#### Extrait retenu:
════════
Humbert Ier, en effet, fut le représentant le plus loyal, le serviteur le plus accompli, d’une conception politique qu’exprimait une maxime fameuse en son archaïsme : « Le roi règne et ne gouverne pas. » A l’abri de cette formule, des souverains comme Louis-Philippe gouvernaient en ayant seulement l’air de régner : tant elle comporte d’échappatoires, et tant il est difficile, — parce que, prise au pied de la lettre, elle est absurde, — de l’appliquer avec une parfaite correction. Mais ce sera dans l’histoire la marque d’Humbert Ier de s’être fait un point d’honneur de cette impeccable observance. Il ne connut qu’une défaillance à cet égard, et ce fut une défaillance héroïque, où il risqua sa vie. Le choléra sévissait à Naples ; Humbert Ier s’y attardait ; Depretis, son ministre, le conjurait de revenir à Rome : « Dites au Parlement, lui répondit-il, que le roi vous a dit : Je resterai. » Le Bon Roi n’admettait point qu’une Chambre ou qu’un ministre lui défendit d’être bon. Ce fut la seule incartade de sa souveraineté : il la commit au nom du dévouement.

Un collaborateur d’un périodique militaire, qui aimait beaucoup Humbert, vient d’essayer un savant parallèle entre lui et César : il explique que l’un et l’autre avaient le même âge lorsqu’ils s’illustrèrent par les grandes actions dont on garde la mémoire, et que tous deux, hélas ! moururent au même âge, victimes d’un crime analogue, et portant une série de blessures dont la seconde seule, chez l’un comme chez l’autre, avait été mortelle. Tout en respectant ce parallèle un peu superstitieux, on lui doit reprocher d’être une atteinte à l’originalité propre d’Humbert Ier.
════════
#### Élément de tâche A:
Relevez chaque ligne des enregistrements qui contient la chaîne « clicks » et recopiez-la en entier, en tenant compte de la casse.
L'extrait et les enregistrements sont deux matériaux indépendants l'un de l'autre.
════════
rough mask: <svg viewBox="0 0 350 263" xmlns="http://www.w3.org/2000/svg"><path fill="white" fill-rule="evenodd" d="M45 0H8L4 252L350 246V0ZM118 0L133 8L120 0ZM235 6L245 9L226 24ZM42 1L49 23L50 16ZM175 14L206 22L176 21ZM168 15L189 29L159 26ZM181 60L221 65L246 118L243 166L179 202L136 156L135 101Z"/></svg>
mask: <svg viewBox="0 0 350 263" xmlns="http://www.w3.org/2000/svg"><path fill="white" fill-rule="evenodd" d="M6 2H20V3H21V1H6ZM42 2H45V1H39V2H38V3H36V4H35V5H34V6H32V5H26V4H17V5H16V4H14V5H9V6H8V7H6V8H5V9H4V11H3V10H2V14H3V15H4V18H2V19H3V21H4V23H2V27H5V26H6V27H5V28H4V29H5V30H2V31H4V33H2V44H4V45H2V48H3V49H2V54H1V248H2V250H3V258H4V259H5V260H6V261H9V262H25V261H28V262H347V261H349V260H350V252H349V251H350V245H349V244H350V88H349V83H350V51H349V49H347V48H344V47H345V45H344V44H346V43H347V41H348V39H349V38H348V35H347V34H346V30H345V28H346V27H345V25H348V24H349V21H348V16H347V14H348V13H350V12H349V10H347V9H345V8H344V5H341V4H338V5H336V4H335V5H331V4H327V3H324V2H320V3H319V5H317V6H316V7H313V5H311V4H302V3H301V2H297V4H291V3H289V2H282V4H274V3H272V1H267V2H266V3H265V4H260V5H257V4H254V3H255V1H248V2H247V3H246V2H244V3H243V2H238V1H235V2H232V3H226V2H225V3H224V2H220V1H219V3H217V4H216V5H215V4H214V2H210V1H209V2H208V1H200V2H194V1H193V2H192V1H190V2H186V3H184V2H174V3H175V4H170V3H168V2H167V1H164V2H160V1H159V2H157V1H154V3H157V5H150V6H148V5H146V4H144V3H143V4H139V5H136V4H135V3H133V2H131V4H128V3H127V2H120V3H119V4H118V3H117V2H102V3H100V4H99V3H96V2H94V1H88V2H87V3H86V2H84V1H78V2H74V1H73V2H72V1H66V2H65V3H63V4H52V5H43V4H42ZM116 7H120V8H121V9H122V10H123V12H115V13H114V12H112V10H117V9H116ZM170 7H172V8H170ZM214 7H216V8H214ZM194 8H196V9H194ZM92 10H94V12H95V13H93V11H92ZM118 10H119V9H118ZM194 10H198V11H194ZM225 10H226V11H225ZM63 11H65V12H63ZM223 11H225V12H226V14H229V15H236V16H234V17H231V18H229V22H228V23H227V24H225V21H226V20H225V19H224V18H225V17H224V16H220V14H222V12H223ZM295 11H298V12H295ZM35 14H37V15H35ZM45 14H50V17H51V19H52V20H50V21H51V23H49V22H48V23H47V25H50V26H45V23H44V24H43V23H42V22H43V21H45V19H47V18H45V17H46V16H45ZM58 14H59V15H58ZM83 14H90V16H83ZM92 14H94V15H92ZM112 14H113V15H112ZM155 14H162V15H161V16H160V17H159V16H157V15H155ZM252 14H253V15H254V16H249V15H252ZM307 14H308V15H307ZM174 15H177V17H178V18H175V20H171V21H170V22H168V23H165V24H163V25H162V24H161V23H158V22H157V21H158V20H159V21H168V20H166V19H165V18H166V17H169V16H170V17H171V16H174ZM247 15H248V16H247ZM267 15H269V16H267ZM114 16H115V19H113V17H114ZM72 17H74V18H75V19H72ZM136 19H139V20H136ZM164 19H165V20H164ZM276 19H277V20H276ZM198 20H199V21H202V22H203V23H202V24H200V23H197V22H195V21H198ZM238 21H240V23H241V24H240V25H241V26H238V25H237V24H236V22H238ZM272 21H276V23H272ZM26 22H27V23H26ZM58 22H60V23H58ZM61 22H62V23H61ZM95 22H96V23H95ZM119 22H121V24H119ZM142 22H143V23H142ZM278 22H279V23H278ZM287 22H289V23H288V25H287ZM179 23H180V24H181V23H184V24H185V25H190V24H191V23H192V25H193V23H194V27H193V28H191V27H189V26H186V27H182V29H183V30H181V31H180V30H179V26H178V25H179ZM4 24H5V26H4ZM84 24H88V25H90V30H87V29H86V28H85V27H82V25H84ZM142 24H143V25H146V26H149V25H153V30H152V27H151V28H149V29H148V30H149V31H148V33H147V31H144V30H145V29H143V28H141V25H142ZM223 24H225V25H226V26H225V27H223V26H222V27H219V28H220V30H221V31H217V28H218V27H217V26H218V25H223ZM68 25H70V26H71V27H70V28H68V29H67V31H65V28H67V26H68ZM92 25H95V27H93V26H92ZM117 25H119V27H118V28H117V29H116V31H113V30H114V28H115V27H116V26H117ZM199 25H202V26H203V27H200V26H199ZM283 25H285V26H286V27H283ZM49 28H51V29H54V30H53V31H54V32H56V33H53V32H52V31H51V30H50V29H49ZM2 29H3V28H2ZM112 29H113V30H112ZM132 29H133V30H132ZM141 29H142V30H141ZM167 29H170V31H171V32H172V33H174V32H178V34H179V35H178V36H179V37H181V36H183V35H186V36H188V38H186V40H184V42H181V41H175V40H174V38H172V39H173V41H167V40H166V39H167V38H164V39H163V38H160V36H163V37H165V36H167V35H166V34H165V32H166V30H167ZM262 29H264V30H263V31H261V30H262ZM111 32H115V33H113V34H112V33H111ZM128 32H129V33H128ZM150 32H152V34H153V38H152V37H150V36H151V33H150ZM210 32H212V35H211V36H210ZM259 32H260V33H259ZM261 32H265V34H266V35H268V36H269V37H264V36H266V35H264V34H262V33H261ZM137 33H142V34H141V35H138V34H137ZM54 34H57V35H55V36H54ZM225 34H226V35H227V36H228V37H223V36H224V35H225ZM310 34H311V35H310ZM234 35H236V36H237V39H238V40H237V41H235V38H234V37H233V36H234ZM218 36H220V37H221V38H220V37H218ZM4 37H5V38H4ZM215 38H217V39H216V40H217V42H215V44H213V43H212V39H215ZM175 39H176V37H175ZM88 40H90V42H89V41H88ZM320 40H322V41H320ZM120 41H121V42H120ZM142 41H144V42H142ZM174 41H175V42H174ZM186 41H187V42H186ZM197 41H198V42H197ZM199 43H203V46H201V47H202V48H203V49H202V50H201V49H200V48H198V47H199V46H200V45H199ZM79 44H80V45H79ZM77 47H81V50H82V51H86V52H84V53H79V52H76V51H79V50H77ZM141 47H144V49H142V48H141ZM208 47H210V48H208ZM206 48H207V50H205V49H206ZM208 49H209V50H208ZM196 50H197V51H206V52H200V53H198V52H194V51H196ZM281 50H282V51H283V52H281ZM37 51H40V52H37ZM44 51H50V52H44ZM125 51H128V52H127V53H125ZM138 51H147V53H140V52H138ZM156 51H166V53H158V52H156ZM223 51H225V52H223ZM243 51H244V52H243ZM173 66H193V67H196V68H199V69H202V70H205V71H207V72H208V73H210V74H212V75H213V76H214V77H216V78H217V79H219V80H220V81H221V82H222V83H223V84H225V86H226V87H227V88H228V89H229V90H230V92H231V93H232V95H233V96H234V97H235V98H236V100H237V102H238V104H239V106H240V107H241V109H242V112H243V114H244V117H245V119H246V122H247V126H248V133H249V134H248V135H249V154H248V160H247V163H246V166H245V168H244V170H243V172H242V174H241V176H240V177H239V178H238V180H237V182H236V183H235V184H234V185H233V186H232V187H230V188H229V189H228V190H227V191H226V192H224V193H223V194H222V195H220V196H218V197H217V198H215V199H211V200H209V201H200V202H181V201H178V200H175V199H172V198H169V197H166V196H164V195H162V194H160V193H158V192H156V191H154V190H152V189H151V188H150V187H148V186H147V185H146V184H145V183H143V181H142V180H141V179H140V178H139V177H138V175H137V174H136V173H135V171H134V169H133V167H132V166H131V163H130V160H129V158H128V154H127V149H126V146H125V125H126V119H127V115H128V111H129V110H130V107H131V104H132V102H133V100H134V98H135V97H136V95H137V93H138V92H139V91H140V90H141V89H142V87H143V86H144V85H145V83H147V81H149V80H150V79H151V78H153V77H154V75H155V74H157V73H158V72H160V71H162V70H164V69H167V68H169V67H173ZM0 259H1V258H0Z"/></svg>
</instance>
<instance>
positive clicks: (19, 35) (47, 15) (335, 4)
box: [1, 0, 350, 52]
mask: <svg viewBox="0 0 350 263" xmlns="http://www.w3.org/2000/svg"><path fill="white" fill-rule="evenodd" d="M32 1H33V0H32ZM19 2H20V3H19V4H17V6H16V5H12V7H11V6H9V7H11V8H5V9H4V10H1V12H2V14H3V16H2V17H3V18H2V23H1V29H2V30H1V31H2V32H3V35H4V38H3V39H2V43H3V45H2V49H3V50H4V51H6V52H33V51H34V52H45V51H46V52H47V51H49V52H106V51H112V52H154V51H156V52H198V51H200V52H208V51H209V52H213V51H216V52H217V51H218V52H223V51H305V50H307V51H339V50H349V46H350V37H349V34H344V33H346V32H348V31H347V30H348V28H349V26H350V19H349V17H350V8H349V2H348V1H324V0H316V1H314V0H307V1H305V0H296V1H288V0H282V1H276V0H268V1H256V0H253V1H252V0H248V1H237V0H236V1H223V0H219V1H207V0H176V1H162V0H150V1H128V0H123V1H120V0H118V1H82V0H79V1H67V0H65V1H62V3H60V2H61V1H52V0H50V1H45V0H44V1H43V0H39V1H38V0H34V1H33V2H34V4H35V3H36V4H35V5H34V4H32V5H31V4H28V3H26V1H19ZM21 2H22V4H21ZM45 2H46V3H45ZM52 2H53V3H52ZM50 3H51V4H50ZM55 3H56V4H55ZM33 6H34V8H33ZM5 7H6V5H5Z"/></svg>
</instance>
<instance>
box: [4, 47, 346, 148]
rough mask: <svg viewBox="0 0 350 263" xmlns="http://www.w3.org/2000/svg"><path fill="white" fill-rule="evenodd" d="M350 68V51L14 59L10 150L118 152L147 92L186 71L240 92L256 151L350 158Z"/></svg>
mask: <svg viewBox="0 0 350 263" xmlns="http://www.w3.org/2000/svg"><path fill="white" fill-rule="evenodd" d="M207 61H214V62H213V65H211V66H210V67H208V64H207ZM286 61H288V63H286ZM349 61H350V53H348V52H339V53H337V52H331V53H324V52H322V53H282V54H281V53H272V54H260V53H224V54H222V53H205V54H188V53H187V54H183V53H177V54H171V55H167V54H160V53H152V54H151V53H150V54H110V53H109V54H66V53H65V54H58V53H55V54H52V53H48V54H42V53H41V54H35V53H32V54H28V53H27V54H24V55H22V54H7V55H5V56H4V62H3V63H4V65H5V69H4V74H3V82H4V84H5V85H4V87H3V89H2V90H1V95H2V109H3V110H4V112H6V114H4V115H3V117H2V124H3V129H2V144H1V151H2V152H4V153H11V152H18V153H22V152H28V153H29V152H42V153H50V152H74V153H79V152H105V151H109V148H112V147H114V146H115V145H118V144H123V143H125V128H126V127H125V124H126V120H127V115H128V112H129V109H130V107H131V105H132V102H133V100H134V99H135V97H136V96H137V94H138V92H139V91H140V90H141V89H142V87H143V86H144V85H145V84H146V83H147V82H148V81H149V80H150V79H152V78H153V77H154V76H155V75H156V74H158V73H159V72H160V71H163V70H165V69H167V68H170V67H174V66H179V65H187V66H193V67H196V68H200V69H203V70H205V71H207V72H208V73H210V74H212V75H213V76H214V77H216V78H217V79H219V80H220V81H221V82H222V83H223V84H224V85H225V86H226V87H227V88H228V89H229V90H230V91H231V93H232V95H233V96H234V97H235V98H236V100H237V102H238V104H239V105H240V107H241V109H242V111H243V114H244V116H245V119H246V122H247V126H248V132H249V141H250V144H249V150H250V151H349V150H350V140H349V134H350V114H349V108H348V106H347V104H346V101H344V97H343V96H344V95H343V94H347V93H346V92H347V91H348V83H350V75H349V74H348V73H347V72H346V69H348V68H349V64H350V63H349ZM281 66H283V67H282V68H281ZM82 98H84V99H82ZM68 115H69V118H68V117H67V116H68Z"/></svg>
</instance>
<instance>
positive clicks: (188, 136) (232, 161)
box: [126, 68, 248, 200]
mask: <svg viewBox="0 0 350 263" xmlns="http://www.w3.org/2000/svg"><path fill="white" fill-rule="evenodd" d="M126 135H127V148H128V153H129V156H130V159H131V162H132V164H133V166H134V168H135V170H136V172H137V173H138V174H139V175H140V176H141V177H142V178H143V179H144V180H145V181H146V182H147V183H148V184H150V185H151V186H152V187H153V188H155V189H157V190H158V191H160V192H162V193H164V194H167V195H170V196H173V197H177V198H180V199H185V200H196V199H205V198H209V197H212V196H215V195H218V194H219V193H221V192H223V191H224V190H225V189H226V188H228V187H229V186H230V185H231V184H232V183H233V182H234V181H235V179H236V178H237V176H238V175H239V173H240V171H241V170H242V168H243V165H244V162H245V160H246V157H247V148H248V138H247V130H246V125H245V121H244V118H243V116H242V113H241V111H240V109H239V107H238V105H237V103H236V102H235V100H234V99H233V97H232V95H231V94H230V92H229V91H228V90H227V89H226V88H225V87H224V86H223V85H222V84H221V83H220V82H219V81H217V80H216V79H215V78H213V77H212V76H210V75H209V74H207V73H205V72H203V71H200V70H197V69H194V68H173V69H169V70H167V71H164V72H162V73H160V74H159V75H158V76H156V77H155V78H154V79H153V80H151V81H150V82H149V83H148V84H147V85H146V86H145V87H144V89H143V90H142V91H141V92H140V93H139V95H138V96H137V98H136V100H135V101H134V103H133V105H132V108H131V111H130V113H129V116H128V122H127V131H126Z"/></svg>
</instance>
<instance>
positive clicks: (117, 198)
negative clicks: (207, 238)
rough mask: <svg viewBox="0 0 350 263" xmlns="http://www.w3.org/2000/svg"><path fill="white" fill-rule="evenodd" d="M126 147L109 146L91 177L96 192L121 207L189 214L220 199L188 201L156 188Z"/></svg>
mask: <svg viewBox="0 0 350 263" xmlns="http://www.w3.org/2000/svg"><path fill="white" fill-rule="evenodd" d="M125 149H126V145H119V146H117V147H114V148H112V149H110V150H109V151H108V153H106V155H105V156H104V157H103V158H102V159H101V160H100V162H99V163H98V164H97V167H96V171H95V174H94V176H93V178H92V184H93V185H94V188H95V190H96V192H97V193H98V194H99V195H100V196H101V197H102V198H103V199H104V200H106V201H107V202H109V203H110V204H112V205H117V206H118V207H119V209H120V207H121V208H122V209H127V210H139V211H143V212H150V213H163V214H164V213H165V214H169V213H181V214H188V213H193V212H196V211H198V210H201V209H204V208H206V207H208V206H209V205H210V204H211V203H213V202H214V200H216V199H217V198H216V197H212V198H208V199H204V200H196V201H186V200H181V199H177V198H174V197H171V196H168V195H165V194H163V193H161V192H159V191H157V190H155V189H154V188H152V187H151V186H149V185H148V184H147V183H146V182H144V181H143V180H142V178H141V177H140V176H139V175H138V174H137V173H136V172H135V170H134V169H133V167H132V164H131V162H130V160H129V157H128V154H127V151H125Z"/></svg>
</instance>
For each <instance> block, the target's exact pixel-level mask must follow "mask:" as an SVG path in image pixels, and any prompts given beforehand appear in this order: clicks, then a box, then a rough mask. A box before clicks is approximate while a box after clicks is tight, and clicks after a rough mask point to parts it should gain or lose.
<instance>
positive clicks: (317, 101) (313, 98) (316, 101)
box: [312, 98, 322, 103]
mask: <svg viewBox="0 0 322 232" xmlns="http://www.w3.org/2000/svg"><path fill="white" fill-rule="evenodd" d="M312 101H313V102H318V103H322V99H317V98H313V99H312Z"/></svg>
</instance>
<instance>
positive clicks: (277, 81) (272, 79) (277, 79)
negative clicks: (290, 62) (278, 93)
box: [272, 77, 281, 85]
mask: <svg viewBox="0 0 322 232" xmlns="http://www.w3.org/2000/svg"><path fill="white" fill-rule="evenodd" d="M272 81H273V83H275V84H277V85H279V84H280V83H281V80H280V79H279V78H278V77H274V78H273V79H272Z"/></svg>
════════
#### Élément de tâche B:
Répondez à ces questions d'après l'extrait retenu :
(i) Quel ministre conjurait Humbert Ier de revenir à Rome ?
(ii) Dans quelle ville sévissait le choléra ?
(iii) À quel personnage un collaborateur d'un périodique militaire a-t-il comparé Humbert ?

#### Résultat obtenu A:
positive clicks: (19, 35) (47, 15) (335, 4)
positive clicks: (188, 136) (232, 161)
positive clicks: (117, 198)
negative clicks: (207, 238)
For each <instance> block, the target's exact pixel-level mask must follow "mask:" as an SVG path in image pixels, and any prompts given beforehand appear in this order: clicks, then a box, then a rough mask. A box before clicks is approximate while a box after clicks is tight, and clicks after a rough mask point to parts it should gain or lose.
positive clicks: (317, 101) (313, 98) (316, 101)
positive clicks: (277, 81) (272, 79) (277, 79)
negative clicks: (290, 62) (278, 93)

#### Résultat obtenu B:
(i) Depretis.
(ii) Naples.
(iii) César.